-- Exercise data follows --

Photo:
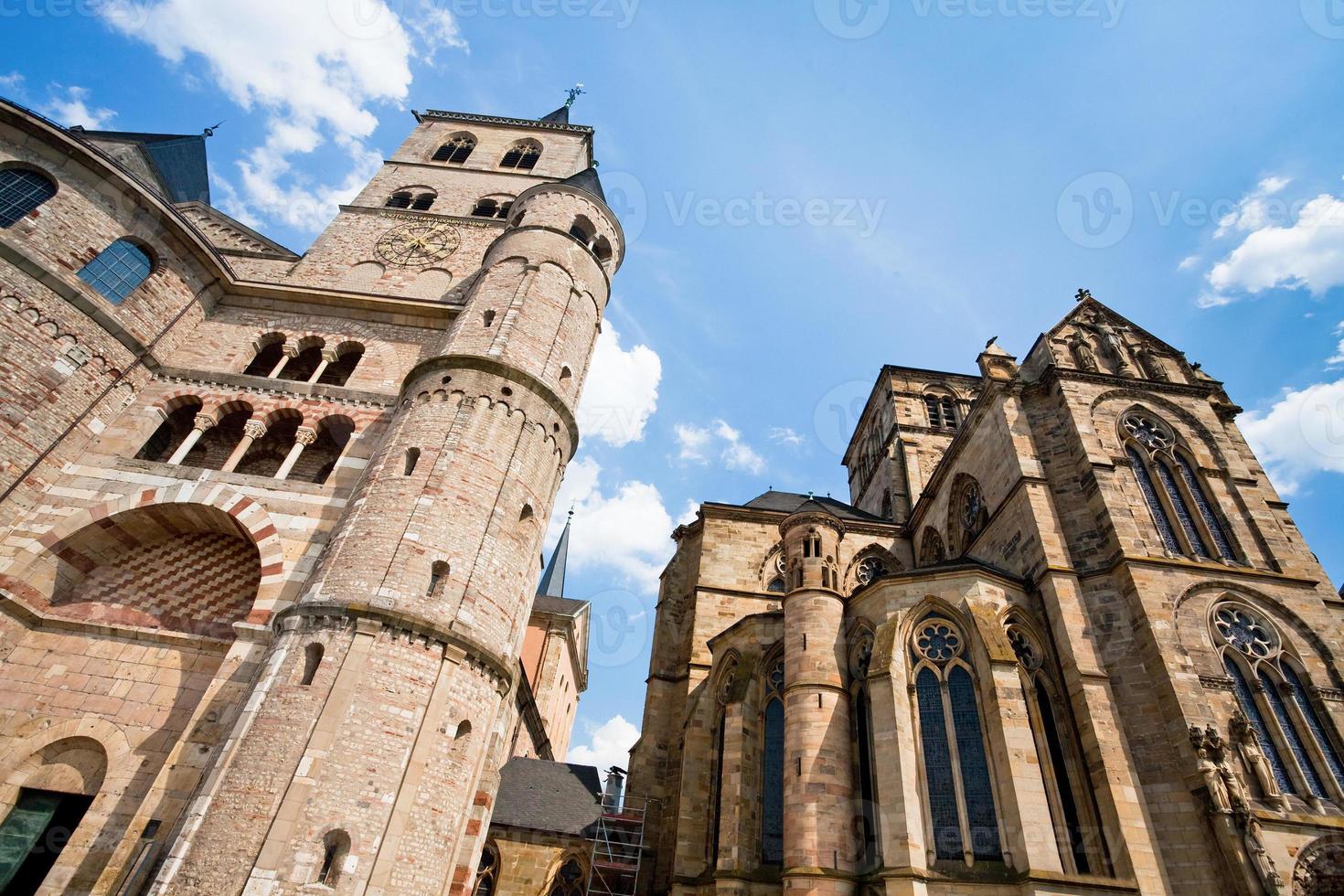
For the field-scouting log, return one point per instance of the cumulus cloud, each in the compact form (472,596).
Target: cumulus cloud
(70,106)
(621,391)
(1278,249)
(1301,434)
(623,528)
(314,66)
(609,744)
(717,441)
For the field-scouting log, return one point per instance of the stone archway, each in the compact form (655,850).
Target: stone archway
(1320,868)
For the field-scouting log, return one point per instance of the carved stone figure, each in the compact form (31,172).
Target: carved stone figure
(1083,357)
(1243,736)
(1152,364)
(1110,336)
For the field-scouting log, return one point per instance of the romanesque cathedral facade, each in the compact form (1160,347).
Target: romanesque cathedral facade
(273,617)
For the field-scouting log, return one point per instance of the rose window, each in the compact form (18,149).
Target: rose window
(1243,632)
(935,640)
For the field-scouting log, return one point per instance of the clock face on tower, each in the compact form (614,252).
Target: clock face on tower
(418,245)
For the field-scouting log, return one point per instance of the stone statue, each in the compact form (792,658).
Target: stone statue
(1220,801)
(1085,357)
(1243,736)
(1113,346)
(1260,856)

-- Exercise data concluded --

▶ **What this task involves**
Transcribe the data verbatim. No picture belongs in the result.

▶ **Output for this task**
Photo:
For the field-scouting log, return one point per instance of the cumulus cloud, each in the compact form (472,596).
Target: cumulus cloud
(70,106)
(621,391)
(1278,249)
(1301,434)
(623,528)
(314,66)
(609,744)
(717,441)
For the field-scouting log, return one point per instance of the stone archway, each in the compact form (655,850).
Target: stone archway
(1320,868)
For the field-scouting log, return one point per instance of the carved stone figure, each in the compact form (31,172).
Target: carved stone figure
(1083,357)
(1243,736)
(1152,364)
(1110,336)
For the field-scouting log, return one point per instance of the romanesque cathedral facade, each in the compact form (1160,347).
Target: romanesque cathedral facade
(273,617)
For the field-scouting log, return one point per instance of the rose window, each in the compact form (18,149).
Target: rose window
(1243,632)
(935,640)
For the field-scouting log, return one point per instance of the clock face on tower, each in the compact form (614,252).
Target: clock face on tower
(418,245)
For the field-scouting log, return one point per instance of the stone statue, each in the compact form (792,658).
Target: stone statue
(1220,801)
(1085,357)
(1243,736)
(1113,346)
(1260,856)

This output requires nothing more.